> **抜粋**
Ep.158
コロナ禍で外出できず家にこもっていたとき、暇だったので、面白かった「All Time 小説ランキングTop20」を考えていた。
これまでの人生で読んできた何百以上もの文学作品の中から”The BEST”を選定しようという野心的な試みだ。
第1位は既に決まっていた。
この作品を私はこれまでに何度も読んでいる。
『坊ちゃん』は「古今東西永遠のNo.1小説」だと思う。
正義の心を持った主人公(坊ちゃん)がワルいヤツら(赤シャツたち)を懲らしめる、というストーリー自体が最高じゃないか!
赴任先の人たちの「ぞなもし」に代表される愛媛弁と、べらんめえ調(東京弁)の坊ちゃんの会話は確信犯的であり、「方言」というツールを用いることで「地方と東京」という普遍のテーマを表出させる。

> **作業内容**
**A.** 抜粋について、次の問いに答えてください。
(i) 筆者が「All Time 小説ランキングTop20」を考えていたのは、どのような状況のときですか。
(ii) 筆者が第1位にすでに決めていた作品は何ですか。
(iii) 赴任先の人たちの愛媛弁を代表する言葉として挙げられているのは何ですか。
**B.** 小説ランキングについての文章を、最後の一文の後から書き継いでください。

> **提供エントリ**
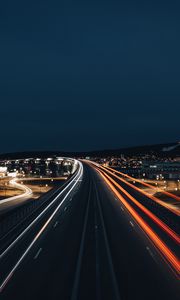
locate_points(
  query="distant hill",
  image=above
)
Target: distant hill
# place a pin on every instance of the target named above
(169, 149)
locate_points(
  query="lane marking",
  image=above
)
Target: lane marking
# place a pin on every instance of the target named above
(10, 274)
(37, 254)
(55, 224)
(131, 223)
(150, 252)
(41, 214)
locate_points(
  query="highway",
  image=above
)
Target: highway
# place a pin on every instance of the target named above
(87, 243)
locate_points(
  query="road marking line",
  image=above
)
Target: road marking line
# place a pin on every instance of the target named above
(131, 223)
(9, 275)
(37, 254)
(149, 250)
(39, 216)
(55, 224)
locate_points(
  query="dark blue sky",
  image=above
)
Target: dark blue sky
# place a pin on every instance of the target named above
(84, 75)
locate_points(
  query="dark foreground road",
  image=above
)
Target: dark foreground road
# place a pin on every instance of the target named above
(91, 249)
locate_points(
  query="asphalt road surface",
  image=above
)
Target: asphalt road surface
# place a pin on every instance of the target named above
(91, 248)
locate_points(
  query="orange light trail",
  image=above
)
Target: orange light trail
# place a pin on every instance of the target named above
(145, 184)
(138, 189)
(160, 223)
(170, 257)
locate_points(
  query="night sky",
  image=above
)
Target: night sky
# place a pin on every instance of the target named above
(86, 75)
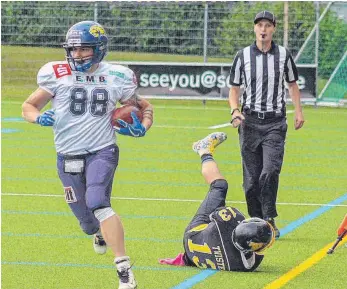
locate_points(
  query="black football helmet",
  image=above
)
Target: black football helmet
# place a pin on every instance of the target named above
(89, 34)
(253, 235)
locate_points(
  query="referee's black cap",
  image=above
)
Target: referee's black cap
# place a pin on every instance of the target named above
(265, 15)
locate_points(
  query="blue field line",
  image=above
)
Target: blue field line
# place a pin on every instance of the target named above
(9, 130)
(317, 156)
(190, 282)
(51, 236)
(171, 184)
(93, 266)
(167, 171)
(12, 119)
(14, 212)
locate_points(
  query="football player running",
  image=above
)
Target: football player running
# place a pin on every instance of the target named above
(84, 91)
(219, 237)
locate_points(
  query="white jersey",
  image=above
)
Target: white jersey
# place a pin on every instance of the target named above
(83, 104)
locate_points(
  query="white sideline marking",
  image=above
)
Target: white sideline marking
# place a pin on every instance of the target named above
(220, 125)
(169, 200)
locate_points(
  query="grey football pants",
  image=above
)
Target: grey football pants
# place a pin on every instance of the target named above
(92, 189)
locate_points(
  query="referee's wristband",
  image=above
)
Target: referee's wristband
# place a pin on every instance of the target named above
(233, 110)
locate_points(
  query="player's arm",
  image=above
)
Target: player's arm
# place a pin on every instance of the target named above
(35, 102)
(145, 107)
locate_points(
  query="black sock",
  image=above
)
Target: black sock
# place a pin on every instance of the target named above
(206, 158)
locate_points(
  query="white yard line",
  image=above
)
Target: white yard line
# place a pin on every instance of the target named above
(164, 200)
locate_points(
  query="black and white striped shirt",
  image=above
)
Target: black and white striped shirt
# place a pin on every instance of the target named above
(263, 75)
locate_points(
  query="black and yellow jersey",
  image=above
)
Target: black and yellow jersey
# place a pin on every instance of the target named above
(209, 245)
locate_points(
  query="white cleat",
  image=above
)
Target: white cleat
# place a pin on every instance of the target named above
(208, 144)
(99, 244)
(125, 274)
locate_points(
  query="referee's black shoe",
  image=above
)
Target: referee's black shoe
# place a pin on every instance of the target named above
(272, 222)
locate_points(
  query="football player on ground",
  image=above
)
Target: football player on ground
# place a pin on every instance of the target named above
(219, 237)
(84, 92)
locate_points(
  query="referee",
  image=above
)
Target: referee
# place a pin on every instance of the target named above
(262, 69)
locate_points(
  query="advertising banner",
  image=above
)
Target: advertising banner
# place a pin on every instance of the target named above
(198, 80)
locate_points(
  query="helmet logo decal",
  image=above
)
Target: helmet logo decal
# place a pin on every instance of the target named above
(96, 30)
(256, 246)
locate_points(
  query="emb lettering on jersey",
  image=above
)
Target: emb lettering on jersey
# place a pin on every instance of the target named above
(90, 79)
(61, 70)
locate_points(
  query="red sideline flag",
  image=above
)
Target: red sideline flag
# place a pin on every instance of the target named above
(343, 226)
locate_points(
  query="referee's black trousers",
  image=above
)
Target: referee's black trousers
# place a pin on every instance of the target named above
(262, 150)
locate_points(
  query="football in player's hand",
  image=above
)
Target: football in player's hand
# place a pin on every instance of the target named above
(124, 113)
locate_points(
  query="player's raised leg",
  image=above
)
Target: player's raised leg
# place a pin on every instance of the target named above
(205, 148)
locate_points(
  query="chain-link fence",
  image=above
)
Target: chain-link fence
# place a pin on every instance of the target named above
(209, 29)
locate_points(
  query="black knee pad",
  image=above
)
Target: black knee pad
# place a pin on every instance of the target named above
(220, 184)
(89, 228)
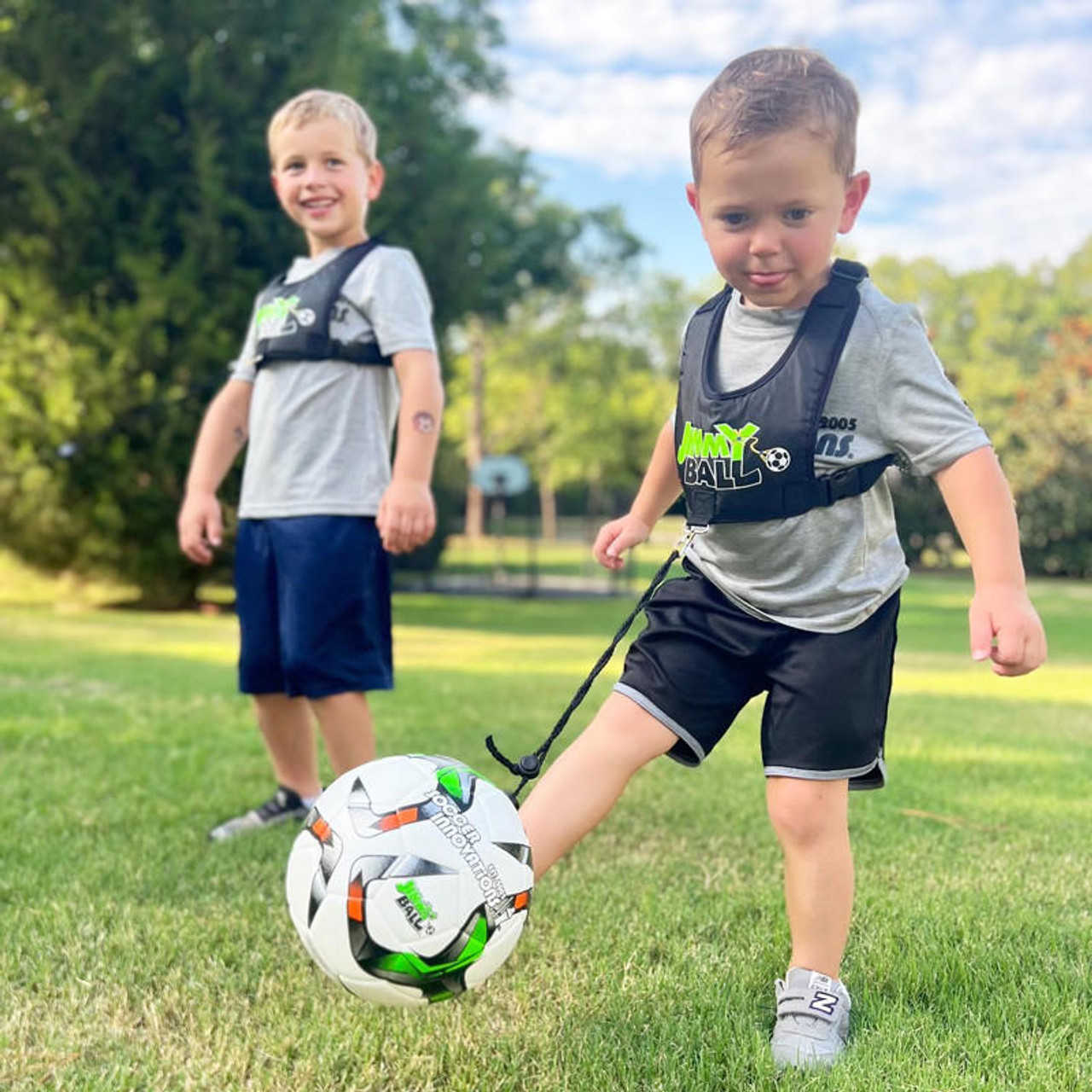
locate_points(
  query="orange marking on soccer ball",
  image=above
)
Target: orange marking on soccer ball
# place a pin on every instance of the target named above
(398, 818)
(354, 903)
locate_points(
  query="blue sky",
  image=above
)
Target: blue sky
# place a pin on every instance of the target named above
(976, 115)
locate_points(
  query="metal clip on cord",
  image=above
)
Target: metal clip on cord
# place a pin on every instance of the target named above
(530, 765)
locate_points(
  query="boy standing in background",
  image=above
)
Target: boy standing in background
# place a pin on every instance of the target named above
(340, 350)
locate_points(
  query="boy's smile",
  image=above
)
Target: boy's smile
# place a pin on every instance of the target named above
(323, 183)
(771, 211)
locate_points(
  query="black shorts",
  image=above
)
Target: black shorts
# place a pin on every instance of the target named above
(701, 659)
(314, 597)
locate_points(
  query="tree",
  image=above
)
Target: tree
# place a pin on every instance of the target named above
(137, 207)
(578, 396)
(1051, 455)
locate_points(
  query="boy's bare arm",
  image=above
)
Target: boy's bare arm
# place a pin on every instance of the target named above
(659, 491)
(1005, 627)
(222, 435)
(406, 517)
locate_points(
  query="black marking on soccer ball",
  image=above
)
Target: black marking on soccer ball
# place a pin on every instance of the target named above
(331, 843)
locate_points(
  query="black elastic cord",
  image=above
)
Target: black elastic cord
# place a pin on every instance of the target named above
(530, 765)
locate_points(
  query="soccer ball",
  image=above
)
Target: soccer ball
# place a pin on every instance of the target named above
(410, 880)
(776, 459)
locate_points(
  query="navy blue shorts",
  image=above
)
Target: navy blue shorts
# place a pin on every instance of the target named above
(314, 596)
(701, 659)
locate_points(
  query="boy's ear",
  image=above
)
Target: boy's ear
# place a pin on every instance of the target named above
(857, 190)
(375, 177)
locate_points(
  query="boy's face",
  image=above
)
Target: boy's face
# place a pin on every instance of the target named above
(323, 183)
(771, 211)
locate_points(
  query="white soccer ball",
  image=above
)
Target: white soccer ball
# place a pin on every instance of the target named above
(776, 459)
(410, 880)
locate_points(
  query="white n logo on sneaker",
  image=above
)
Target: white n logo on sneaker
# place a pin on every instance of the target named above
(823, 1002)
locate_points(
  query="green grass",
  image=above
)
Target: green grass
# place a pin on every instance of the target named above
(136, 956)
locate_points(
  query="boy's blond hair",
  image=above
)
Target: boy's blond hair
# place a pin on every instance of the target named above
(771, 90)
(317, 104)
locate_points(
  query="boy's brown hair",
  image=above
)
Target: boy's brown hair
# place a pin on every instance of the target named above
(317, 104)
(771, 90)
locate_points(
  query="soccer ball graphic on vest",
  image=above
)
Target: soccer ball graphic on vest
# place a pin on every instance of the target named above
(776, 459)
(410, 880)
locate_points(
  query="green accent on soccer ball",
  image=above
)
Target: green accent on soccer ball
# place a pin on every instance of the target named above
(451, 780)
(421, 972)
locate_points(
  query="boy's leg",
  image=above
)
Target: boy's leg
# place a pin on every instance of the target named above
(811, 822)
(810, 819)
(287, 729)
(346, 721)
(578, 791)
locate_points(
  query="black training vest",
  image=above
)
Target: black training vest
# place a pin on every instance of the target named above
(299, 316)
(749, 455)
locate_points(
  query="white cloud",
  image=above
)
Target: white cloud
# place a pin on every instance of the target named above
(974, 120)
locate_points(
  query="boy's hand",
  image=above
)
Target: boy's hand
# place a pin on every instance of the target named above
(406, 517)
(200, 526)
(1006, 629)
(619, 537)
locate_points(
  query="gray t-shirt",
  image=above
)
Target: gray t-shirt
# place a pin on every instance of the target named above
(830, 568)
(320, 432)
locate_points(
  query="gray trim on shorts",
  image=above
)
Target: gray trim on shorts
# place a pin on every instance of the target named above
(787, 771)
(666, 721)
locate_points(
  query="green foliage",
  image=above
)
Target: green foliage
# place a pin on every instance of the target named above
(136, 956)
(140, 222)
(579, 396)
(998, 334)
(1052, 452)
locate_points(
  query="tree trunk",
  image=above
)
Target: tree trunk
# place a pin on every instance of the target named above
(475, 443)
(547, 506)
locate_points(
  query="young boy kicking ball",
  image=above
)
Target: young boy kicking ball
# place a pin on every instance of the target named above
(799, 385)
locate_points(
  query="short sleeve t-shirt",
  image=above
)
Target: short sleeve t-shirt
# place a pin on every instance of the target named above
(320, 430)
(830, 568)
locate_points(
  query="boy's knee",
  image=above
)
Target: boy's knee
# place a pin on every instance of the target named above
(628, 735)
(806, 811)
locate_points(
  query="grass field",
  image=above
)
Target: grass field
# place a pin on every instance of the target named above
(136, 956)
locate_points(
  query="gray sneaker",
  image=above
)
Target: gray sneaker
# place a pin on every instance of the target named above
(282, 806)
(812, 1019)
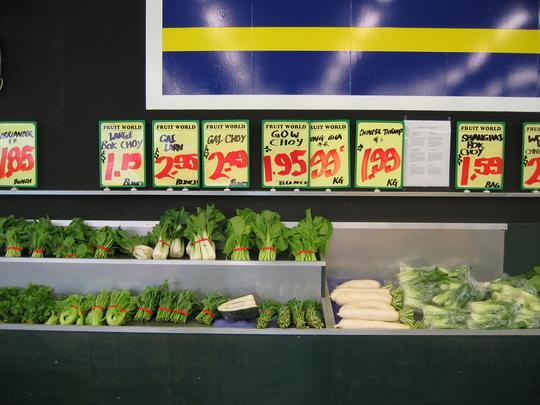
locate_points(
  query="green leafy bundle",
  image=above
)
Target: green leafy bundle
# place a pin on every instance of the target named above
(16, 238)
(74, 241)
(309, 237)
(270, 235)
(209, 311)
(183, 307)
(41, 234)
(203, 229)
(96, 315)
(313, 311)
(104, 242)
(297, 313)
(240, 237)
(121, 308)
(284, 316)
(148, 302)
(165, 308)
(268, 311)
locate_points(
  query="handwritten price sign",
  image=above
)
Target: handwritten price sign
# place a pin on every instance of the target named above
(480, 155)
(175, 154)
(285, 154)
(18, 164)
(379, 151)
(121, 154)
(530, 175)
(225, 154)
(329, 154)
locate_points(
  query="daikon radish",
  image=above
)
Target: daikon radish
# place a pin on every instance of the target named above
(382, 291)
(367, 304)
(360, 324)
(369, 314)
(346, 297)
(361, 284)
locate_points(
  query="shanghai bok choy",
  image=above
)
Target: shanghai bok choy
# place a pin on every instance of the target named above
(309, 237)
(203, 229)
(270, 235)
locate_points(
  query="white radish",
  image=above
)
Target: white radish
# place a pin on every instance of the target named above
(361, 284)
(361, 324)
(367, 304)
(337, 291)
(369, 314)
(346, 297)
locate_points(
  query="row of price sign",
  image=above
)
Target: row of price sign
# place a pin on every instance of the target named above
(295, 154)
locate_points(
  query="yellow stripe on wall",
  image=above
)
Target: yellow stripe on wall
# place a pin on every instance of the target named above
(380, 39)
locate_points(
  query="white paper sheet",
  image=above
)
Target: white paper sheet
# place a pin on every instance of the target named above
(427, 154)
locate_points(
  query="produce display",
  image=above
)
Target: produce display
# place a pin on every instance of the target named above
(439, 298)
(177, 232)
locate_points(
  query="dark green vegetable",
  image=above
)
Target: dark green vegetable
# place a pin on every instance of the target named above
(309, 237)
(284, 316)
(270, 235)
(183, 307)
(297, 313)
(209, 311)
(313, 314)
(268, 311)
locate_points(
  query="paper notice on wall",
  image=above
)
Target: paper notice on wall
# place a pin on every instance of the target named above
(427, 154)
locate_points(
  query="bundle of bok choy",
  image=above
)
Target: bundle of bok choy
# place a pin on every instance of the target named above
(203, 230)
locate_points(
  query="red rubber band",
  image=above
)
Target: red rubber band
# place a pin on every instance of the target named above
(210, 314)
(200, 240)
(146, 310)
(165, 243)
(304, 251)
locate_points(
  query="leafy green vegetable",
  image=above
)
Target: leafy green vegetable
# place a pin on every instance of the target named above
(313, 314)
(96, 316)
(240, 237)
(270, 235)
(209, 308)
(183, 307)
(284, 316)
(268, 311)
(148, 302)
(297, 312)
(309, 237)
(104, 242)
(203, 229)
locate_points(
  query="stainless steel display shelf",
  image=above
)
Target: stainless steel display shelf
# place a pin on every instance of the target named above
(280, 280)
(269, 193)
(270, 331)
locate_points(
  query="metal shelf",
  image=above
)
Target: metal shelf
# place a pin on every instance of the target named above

> **解答**
**A.**
(i) コロナ禍で外出できず、家にこもっていたとき
(ii) 『坊ちゃん』
(iii) 「ぞなもし」

**B.**
『坊ちゃん』を例えば電車の中で読むのは危険だ。
あまりにも可笑しくって、5行読むごとに笑ってしまうから、その様を周囲の乗客に気付かれでもしたら、変態だと思われてしまうだろう。
こんな作品、他にあり得ない。
それでは第2位はどうか?
私は悩んだ挙句、『博士の愛した数式』(小川洋子,2003年)とした。
記憶が80分間しか持たない数学者の「博士」と、その家に家政婦としてやってきたシングルマザーの女性とその息子との交流を描いた作品だ。
博士の子どもへの思いやり、野球への愛情が描かれるが、作品に通底しているのは「数字や数式の持つ美しさ、神秘さ」である。
もちろん、凡人である私たちが「オイラーの公式」にふれたところで感動も何も感じない。
しかし著者の小川洋子さんにかかると、
「 果ての果てまで循環する数と、決して正体を見せない虚ろな数が、簡潔な軌跡を描き、一点に着地する。どこにも円は登場しないのに、予期せぬ宙からπがeの元に舞い下り、恥ずかしがり屋のiと握手をする。彼らは身を寄せ合い、じっと息をひそめているのだが、一人の人間が1つだけ足算をした途端、何の前触れもなく世界が転換する。全てが0に抱き留められる 」
「 オイラーの公式は暗闇に光る一筋の流星だった。暗黒の洞窟に刻まれた詩の一行だった 」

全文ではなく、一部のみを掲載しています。